§ **Coordinate annotation entries**:

####################

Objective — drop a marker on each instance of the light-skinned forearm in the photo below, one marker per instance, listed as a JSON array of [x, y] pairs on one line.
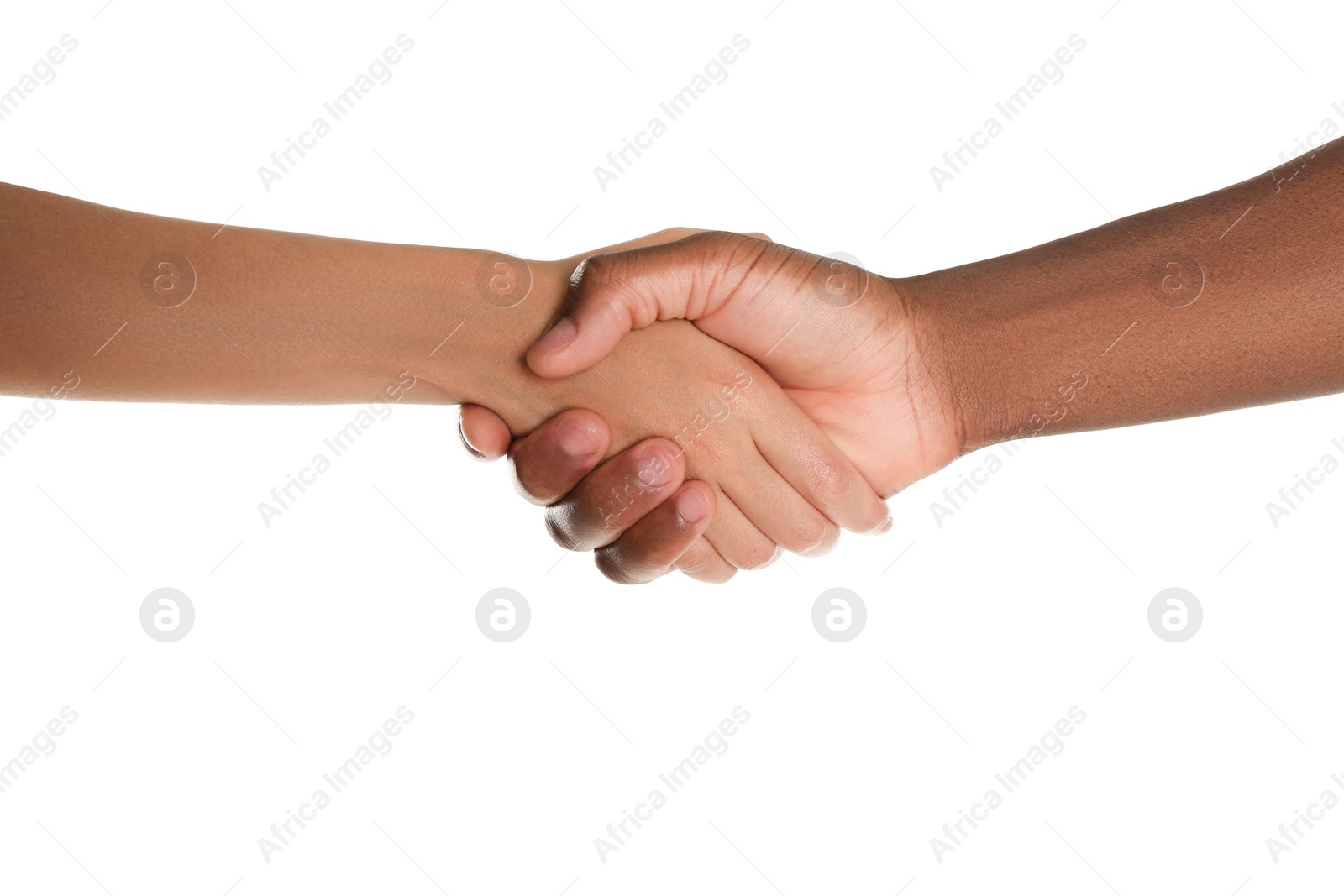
[[145, 308]]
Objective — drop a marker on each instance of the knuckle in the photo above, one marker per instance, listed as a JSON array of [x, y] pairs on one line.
[[830, 483], [562, 531]]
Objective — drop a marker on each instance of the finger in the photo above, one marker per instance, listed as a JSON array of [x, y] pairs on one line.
[[616, 293], [484, 436], [703, 563], [737, 539], [819, 472], [659, 539], [558, 454], [617, 495], [780, 512]]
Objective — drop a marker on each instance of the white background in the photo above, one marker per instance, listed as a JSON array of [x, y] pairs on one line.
[[1028, 600]]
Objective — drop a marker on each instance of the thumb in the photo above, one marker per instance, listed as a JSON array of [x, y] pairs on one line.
[[613, 293]]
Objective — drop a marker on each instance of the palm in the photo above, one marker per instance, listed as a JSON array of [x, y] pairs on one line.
[[853, 369]]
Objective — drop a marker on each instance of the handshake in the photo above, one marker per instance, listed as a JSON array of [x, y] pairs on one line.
[[696, 401], [793, 391]]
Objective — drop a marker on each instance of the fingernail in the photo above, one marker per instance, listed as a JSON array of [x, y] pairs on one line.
[[691, 506], [575, 441], [655, 469], [559, 338]]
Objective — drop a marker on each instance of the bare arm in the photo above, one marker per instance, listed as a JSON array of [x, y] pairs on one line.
[[1216, 302]]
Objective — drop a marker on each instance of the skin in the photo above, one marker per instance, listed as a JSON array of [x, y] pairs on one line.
[[1222, 301], [288, 317]]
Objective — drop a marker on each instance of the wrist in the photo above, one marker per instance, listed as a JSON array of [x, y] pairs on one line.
[[470, 322]]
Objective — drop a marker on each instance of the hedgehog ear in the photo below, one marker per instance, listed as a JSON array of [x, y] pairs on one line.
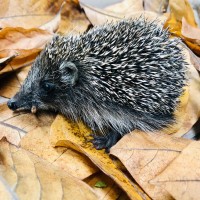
[[69, 72]]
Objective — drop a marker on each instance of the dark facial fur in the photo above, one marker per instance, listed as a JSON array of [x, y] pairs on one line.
[[116, 78]]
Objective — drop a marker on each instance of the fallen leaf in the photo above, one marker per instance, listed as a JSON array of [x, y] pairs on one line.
[[76, 164], [146, 155], [53, 24], [158, 6], [125, 9], [20, 38], [68, 134], [181, 10], [30, 177], [14, 126], [26, 43], [112, 191], [181, 177]]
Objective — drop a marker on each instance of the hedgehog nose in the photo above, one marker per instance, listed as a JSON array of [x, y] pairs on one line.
[[12, 104]]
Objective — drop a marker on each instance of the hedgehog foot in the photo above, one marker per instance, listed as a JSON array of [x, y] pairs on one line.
[[105, 141]]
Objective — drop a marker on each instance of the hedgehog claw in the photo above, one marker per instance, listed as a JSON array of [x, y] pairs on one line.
[[105, 142]]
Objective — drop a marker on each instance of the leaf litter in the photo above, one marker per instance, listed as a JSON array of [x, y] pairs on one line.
[[159, 166]]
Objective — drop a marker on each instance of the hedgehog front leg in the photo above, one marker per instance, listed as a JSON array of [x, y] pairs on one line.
[[105, 141]]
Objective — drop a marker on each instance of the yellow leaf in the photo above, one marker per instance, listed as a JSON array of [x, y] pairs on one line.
[[37, 142], [30, 177], [146, 155], [66, 133]]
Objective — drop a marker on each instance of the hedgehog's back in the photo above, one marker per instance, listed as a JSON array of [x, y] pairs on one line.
[[135, 63]]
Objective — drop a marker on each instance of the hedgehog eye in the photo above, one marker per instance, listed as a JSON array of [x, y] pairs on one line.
[[48, 86]]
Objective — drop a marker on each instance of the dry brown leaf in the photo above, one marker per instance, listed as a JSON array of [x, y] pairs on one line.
[[20, 38], [181, 177], [14, 126], [28, 14], [37, 142], [125, 9], [190, 32], [26, 43], [53, 24], [110, 192], [147, 155], [158, 6], [179, 10], [37, 13], [65, 133], [29, 177]]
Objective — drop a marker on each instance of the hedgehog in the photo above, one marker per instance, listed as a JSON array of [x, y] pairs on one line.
[[116, 78]]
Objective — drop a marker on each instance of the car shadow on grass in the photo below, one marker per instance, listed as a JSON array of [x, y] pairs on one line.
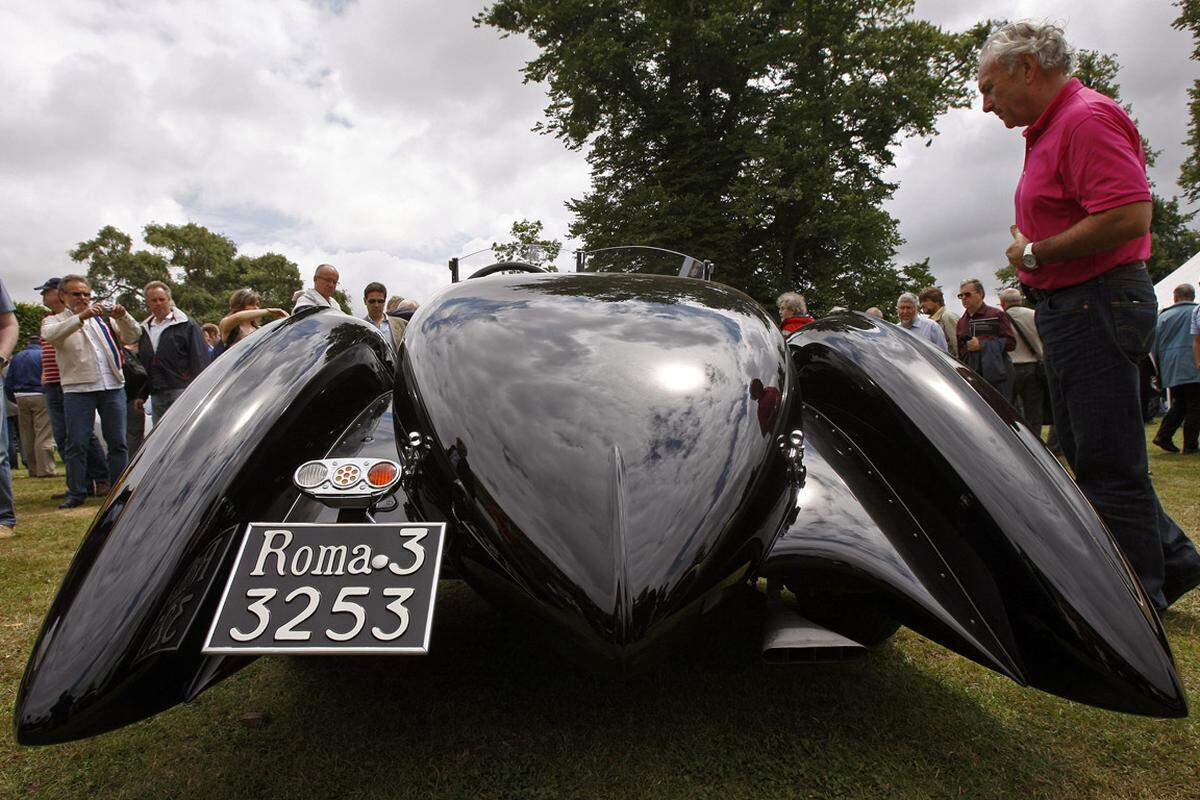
[[493, 713]]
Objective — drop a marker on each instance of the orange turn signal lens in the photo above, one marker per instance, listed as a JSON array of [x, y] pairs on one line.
[[382, 473]]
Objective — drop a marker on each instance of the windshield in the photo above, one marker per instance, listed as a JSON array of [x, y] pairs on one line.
[[642, 259]]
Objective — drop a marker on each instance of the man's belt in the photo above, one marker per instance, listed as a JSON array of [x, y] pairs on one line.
[[1038, 295]]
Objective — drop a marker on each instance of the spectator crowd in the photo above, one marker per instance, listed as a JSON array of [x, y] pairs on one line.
[[84, 386], [1066, 348]]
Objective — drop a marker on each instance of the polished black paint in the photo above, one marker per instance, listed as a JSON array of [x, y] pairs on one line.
[[599, 441], [930, 497], [121, 639], [604, 447]]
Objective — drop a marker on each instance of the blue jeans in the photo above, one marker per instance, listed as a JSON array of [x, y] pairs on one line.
[[81, 409], [1095, 334], [7, 517], [97, 465]]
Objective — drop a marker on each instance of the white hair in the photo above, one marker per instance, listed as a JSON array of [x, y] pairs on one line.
[[1044, 41], [792, 301], [1012, 295]]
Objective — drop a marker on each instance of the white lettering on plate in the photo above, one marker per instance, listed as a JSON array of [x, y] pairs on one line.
[[361, 554], [268, 549]]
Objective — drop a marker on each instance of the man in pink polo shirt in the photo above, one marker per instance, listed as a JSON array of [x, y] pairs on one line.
[[1079, 244]]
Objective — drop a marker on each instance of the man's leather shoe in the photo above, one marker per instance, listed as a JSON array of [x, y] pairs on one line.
[[1165, 444]]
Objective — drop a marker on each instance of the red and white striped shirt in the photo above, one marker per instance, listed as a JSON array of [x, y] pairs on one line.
[[49, 365]]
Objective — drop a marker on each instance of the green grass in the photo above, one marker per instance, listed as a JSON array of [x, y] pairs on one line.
[[492, 714]]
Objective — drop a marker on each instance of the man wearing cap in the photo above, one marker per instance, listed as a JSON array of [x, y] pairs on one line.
[[89, 359], [1080, 244], [9, 332], [96, 475]]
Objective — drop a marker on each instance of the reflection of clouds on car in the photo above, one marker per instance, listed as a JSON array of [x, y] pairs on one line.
[[543, 394]]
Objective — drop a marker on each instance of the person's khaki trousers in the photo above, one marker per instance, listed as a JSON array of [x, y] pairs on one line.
[[36, 437]]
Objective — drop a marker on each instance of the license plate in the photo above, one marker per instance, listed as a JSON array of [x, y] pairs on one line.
[[334, 589]]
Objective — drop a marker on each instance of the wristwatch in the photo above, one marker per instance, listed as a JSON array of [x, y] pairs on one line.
[[1029, 260]]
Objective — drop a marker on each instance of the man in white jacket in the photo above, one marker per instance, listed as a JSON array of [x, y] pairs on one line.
[[89, 358], [324, 284]]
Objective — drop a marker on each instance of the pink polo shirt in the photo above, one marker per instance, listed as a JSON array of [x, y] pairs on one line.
[[1083, 156]]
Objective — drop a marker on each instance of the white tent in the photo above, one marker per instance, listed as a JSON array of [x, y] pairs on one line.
[[1189, 272]]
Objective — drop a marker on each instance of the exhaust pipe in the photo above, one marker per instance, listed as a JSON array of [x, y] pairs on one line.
[[792, 638]]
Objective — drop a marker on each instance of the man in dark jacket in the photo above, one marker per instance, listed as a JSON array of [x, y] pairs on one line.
[[985, 338], [172, 349], [23, 383], [1176, 371]]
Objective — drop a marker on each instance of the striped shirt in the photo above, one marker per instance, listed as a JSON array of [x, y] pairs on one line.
[[49, 365]]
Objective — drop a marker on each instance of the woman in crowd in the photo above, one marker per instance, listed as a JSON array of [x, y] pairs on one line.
[[244, 318]]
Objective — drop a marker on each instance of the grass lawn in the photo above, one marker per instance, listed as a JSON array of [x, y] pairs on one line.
[[492, 715]]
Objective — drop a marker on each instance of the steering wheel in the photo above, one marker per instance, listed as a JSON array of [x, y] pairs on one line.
[[504, 266]]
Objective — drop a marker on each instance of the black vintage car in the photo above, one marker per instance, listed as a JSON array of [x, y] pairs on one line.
[[612, 455]]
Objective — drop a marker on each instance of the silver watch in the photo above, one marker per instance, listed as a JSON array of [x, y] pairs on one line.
[[1029, 260]]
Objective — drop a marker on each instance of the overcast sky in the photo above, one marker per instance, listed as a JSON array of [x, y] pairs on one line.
[[387, 136]]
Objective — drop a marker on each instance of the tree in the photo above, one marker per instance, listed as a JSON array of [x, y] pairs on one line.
[[528, 246], [1173, 241], [201, 266], [273, 276], [1189, 170], [755, 134], [117, 274]]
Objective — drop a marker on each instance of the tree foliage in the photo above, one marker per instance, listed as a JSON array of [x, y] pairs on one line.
[[528, 245], [755, 134], [201, 266]]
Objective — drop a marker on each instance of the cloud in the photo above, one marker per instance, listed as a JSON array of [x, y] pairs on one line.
[[378, 134], [389, 137], [955, 197]]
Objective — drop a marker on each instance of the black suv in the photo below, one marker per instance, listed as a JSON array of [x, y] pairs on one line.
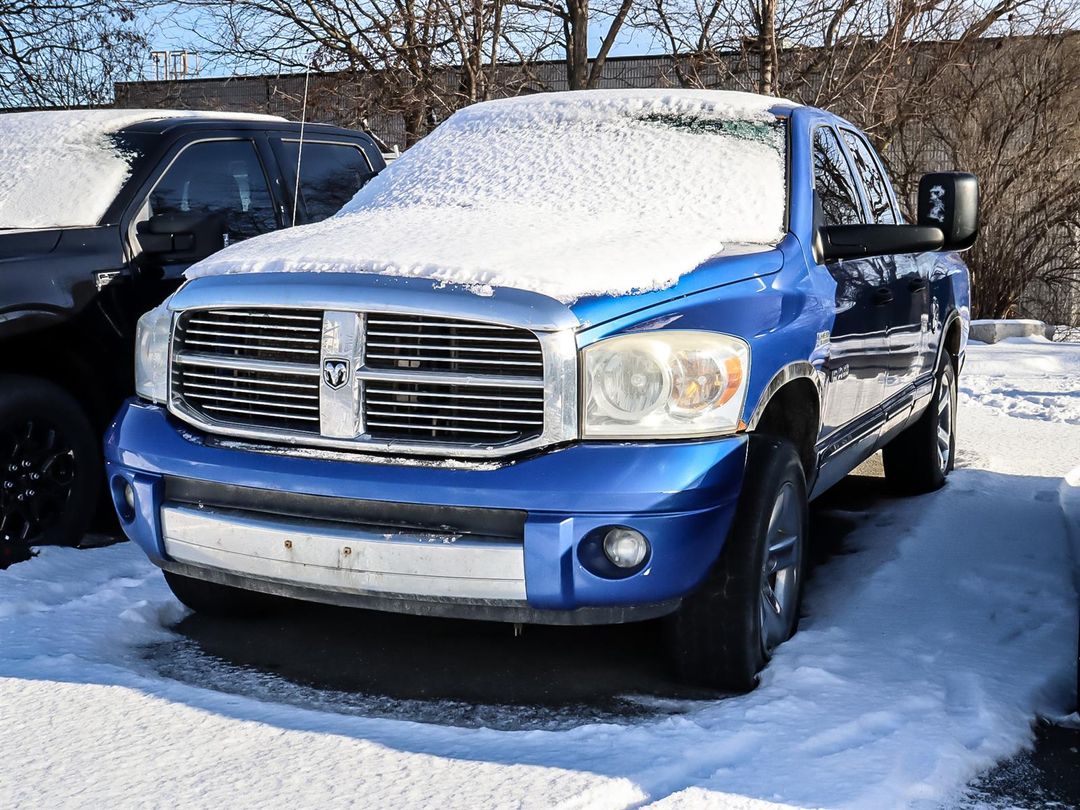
[[112, 207]]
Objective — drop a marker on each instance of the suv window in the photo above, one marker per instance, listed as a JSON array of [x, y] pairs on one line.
[[868, 170], [833, 180], [217, 178], [331, 174]]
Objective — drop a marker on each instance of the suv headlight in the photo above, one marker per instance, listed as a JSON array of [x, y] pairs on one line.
[[664, 385], [151, 354]]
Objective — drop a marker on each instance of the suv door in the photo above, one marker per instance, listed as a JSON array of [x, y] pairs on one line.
[[332, 172], [859, 352], [211, 192], [907, 278]]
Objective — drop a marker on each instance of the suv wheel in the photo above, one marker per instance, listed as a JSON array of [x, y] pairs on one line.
[[50, 464], [725, 633], [919, 458]]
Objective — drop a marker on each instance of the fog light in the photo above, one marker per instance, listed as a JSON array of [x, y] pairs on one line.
[[625, 548], [123, 498]]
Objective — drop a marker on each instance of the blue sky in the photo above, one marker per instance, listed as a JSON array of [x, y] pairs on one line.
[[174, 26]]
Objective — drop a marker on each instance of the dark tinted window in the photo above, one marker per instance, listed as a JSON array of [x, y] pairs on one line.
[[331, 174], [218, 178], [877, 189], [836, 189]]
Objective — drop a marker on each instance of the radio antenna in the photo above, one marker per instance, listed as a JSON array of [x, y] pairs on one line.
[[299, 150]]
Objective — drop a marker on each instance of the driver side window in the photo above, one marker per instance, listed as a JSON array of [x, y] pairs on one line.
[[219, 183]]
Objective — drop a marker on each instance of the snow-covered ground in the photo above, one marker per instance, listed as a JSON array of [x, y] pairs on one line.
[[923, 659]]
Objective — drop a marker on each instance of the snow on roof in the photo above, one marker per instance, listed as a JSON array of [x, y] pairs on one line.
[[566, 193], [61, 169]]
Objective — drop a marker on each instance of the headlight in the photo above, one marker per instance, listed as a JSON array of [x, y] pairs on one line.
[[661, 385], [151, 354]]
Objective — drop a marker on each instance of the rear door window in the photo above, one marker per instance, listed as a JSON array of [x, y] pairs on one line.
[[874, 181], [217, 178], [833, 180], [331, 174]]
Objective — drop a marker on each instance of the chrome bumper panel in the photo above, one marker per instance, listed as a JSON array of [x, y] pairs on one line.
[[343, 558]]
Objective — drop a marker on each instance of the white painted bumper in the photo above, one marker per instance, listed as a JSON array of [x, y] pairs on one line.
[[345, 559]]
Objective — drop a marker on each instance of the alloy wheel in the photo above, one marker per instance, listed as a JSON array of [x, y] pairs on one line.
[[780, 574], [37, 473]]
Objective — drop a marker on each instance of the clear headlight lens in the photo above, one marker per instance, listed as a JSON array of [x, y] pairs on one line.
[[151, 354], [662, 385]]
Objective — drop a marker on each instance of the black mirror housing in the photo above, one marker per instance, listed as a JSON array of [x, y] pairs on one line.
[[176, 235], [862, 241], [949, 201]]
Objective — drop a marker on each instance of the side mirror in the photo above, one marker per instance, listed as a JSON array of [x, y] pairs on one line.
[[180, 235], [949, 201], [861, 241]]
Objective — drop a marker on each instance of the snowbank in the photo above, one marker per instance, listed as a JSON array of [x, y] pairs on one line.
[[62, 169], [566, 193], [991, 332], [928, 647]]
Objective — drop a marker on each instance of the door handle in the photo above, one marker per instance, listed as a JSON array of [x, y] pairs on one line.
[[882, 296]]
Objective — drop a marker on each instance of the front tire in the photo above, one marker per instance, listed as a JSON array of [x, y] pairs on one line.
[[223, 602], [920, 458], [50, 464], [725, 633]]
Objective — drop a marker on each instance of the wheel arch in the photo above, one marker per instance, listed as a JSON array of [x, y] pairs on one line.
[[791, 407], [63, 358]]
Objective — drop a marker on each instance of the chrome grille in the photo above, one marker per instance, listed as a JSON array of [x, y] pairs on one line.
[[447, 345], [421, 381], [274, 335], [435, 412]]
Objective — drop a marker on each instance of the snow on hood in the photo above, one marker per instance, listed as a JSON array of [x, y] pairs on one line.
[[61, 169], [565, 193]]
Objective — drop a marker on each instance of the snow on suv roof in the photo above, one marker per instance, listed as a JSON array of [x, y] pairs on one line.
[[564, 193], [61, 169]]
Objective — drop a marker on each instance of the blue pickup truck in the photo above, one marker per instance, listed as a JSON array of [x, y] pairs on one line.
[[574, 359]]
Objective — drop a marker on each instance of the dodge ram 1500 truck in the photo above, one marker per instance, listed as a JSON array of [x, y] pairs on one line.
[[575, 358], [100, 212]]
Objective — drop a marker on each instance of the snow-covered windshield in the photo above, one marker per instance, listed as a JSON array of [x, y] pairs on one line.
[[568, 194], [696, 166]]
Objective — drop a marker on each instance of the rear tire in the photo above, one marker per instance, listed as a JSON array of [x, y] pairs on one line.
[[51, 466], [725, 633], [918, 459], [224, 602]]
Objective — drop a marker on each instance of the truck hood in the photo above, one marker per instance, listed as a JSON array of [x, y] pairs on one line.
[[19, 244], [523, 248], [345, 288]]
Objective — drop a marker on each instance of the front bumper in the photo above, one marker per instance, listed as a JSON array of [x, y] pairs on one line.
[[514, 542]]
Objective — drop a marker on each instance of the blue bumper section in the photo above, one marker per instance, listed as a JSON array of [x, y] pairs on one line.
[[680, 496]]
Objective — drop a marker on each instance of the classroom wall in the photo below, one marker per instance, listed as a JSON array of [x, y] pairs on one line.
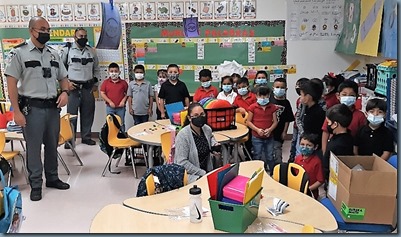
[[312, 58]]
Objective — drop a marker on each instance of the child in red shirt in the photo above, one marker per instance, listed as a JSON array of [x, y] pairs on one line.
[[311, 162], [206, 89], [114, 92], [262, 119]]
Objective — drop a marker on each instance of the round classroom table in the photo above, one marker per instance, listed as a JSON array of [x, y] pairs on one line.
[[149, 133], [150, 214]]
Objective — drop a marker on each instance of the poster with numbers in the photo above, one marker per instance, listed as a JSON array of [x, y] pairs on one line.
[[149, 11], [13, 13], [206, 10], [3, 14], [80, 12], [66, 12], [26, 12], [135, 11], [53, 12], [235, 12], [163, 11]]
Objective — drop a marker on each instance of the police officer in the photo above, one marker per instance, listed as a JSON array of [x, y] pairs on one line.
[[82, 64], [38, 71]]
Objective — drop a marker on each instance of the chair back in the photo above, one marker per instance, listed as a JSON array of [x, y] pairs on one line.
[[66, 133], [292, 176], [241, 119]]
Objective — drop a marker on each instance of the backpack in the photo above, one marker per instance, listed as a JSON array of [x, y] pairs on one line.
[[11, 219], [171, 176]]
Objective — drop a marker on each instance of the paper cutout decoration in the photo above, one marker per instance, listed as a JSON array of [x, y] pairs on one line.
[[191, 27], [111, 27]]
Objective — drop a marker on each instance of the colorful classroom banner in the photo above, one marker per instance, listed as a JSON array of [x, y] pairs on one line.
[[389, 30], [369, 28], [349, 35]]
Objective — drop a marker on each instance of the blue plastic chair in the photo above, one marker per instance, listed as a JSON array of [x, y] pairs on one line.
[[342, 225]]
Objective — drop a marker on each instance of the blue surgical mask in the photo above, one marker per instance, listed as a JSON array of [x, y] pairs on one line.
[[227, 88], [206, 84], [279, 92], [261, 81], [243, 91], [375, 120], [348, 100], [306, 151], [263, 101]]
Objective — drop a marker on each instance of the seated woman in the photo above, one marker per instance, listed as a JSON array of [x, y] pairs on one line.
[[193, 144]]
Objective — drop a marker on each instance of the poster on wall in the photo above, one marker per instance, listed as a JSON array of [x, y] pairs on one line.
[[66, 12], [235, 10], [369, 28], [310, 20], [3, 14], [13, 13], [389, 30], [191, 9], [80, 12], [53, 13], [220, 10], [163, 11], [349, 35], [40, 10], [206, 10], [250, 9], [135, 11], [93, 11], [149, 11], [177, 10]]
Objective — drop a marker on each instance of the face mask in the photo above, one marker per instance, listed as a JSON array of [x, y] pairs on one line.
[[298, 91], [263, 101], [82, 42], [348, 100], [161, 80], [330, 130], [279, 92], [139, 76], [227, 88], [243, 91], [199, 121], [206, 84], [113, 75], [306, 151], [172, 77], [261, 81], [375, 120], [43, 37]]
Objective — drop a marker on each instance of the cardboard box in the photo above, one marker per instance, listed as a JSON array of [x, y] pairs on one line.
[[367, 196]]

####################

§ **Short exercise**: In the stretch of the data from the line containing "the hedgehog in" through the line containing "[[599, 441], [930, 497], [121, 639], [604, 447]]", switch every "marker" to "pin" and leave everything else unchanged. Rewrite only those lines, leaving the pictures out.

§ **The solution**:
Objective — drop a pin on each instance of the hedgehog in the photo above, one pin per instance, listed as a JSON array of [x, y] pairs on one line.
[[116, 78]]
Objective — drop a pin on each instance of the car shadow on grass in the photo below, one pin per instance, listed as a JSON array of [x, y] pairs on one line.
[[493, 713]]
Objective — drop a pin on each instance of the orange turn signal lens in the photo above, one pin per instance, listed as a JSON array of [x, y] pairs on one line.
[[382, 473]]
Objective — drop a pin on each instance of the windshield in the photo above, one pin per instance, listed as a JSON array of [x, y] pairs on one line.
[[642, 259]]
Objective — drop a pin on each instance of the man's belt in the photo above, one pin per instance, listed as a JSON array of [x, y] pairs on one line.
[[1038, 295]]
Objective — drop a pin on each instance of the spectator crowd in the photo above, one pin per instance, listed as a JSON array of [x, y] pairs on one line.
[[84, 386], [1066, 348]]
Objective — drop a pin on each instance of the polished black paint in the photo above, one pin per instance, listed as a JSON array of [x, y] pairs on one line.
[[599, 441], [930, 497], [121, 639], [604, 447]]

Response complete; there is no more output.